** Opening SELECTED EXTRACT block **

What I think we owe our horses is to stay curious about the why, not just react to the what. It’s easy to label something as “naughty” or “difficult” when in reality it’s communication. Ultimately, the goal should be to create behaviour change that solves the problem from the horse’s perspective as well as ours.

Another important point: vet investigations can only ever rule pain in, never definitively rule it out.

So perhaps a useful thread could be one that invites debate on:
  • When do we think behaviour is pain-related, and when might it be something else?
  • How do we balance medical investigation with training approaches?
  • What strategies have helped us get to the root of unwanted behaviours, and how have they shifted once the root cause was addressed?
From my own history every time Lottie stopped at a jump I took her back to the vet, and every time pain was underlying her refusals. She was brave as a lion so when she said no, she really was trying to let me know this was too uncomfortable for her. Amber decking me after landing from jumps also turned out to be pain. I broke my ankle when I fell off and sent her to a trainer for 6 weeks, who jumped her round novice schooling fences, competed her and then told me she was a ‘pros horse’ and I should sell her to him. I refused, took her home and she promptly decked me again bronccing on landing. I can’t ‘ride through’ and I would not want to even if I could, so instead I lunged her over a cross pole and she still broncced. So I got the vet and that is when permanent damage to her right foot from a field injury a few months previously was identified and she was retired. She was only subtly lame on a tight right turn but it was enough to make landing on an injured foot painful. The damage was seen on MRI. Hence bronccing on landing. If I'd sold her to that pro he would have just made her jump - as he was doing the whole time she was with him, despite her trying to say no.

Which brings me to a final bug bear - the claim that 'no-one can make a horse do it'. Oh yes they can! It's just nonsense. Horses protest and if you overrride that they they comply. This is just so common that people using 'they would not do it if they did not want to' argument just enrages me. It is so utterly self-serving. "I leathered my horse for refusing, but he would not jump if he did not want to.".. I mean c'mon!

** Closing SELECTED EXTRACT block **
** Opening DATA SECTION block **

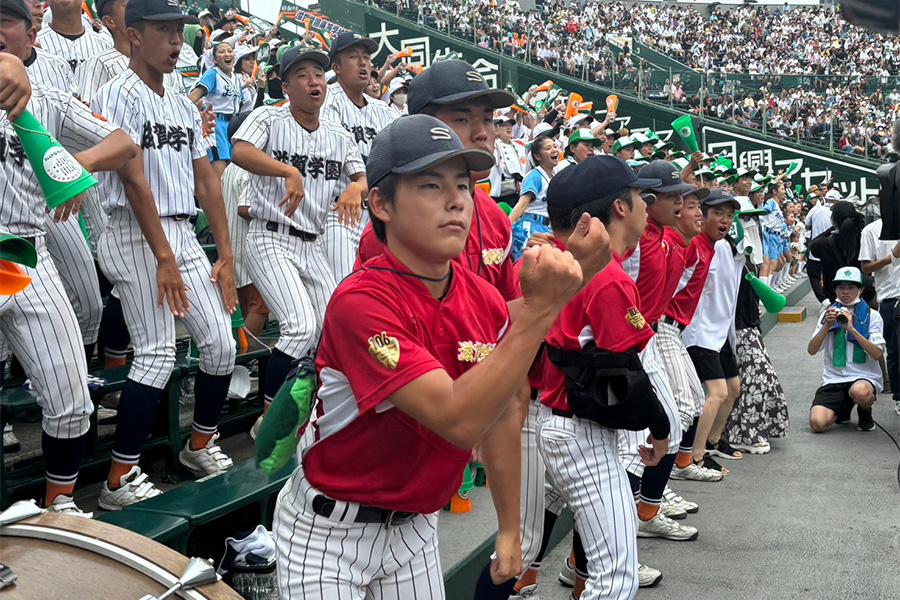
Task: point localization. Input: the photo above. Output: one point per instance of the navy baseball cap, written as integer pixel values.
(347, 39)
(413, 143)
(18, 8)
(452, 81)
(669, 176)
(718, 197)
(299, 53)
(155, 10)
(594, 178)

** Closing DATA SECTION block **

• _INSTRUCTIONS TO FOLLOW_: Copy the full text on horse behavior and pain word for word. The entries play no part in the work on the text.

• _SOLUTION TO THIS EXERCISE_:
What I think we owe our horses is to stay curious about the why, not just react to the what. It’s easy to label something as “naughty” or “difficult” when in reality it’s communication. Ultimately, the goal should be to create behaviour change that solves the problem from the horse’s perspective as well as ours.

Another important point: vet investigations can only ever rule pain in, never definitively rule it out.

So perhaps a useful thread could be one that invites debate on:
  • When do we think behaviour is pain-related, and when might it be something else?
  • How do we balance medical investigation with training approaches?
  • What strategies have helped us get to the root of unwanted behaviours, and how have they shifted once the root cause was addressed?
From my own history every time Lottie stopped at a jump I took her back to the vet, and every time pain was underlying her refusals. She was brave as a lion so when she said no, she really was trying to let me know this was too uncomfortable for her. Amber decking me after landing from jumps also turned out to be pain. I broke my ankle when I fell off and sent her to a trainer for 6 weeks, who jumped her round novice schooling fences, competed her and then told me she was a ‘pros horse’ and I should sell her to him. I refused, took her home and she promptly decked me again bronccing on landing. I can’t ‘ride through’ and I would not want to even if I could, so instead I lunged her over a cross pole and she still broncced. So I got the vet and that is when permanent damage to her right foot from a field injury a few months previously was identified and she was retired. She was only subtly lame on a tight right turn but it was enough to make landing on an injured foot painful. The damage was seen on MRI. Hence bronccing on landing. If I'd sold her to that pro he would have just made her jump - as he was doing the whole time she was with him, despite her trying to say no.

Which brings me to a final bug bear - the claim that 'no-one can make a horse do it'. Oh yes they can! It's just nonsense. Horses protest and if you overrride that they they comply. This is just so common that people using 'they would not do it if they did not want to' argument just enrages me. It is so utterly self-serving. "I leathered my horse for refusing, but he would not jump if he did not want to.".. I mean c'mon!